▶ Written task
Pull out every line of the records that contains the string "shaker", matching case exactly.

───── Records for this exercise ─────

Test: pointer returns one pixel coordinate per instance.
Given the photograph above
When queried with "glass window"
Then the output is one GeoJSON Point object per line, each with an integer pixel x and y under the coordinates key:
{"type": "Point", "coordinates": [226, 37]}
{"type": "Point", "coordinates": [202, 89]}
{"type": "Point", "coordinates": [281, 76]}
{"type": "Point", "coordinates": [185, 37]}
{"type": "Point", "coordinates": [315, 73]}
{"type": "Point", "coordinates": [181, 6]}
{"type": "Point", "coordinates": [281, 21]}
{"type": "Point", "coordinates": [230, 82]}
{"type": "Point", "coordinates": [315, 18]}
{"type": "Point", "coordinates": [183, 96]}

─────
───── Records for this exercise ─────

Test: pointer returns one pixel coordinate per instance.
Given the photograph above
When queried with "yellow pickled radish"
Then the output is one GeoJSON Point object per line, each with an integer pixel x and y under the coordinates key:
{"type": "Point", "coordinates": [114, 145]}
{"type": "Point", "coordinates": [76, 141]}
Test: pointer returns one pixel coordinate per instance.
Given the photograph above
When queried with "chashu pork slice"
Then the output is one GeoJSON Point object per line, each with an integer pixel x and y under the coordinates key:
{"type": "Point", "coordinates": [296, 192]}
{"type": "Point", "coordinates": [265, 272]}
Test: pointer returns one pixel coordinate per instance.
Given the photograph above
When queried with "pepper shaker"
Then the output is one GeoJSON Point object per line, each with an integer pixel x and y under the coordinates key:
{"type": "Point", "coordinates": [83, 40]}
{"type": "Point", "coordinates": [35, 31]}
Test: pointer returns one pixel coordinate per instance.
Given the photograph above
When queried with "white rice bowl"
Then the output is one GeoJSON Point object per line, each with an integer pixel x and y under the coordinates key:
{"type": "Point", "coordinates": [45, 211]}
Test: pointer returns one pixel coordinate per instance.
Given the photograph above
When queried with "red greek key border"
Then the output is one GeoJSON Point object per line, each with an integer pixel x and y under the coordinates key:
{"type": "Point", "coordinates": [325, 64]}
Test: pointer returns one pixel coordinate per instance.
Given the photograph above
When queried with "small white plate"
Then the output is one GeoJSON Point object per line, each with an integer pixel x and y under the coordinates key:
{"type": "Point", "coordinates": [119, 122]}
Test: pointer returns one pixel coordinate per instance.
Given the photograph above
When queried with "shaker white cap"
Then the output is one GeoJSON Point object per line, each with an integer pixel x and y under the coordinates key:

─────

▶ Task result
When queried with "pepper shaker"
When queried with "shaker white cap"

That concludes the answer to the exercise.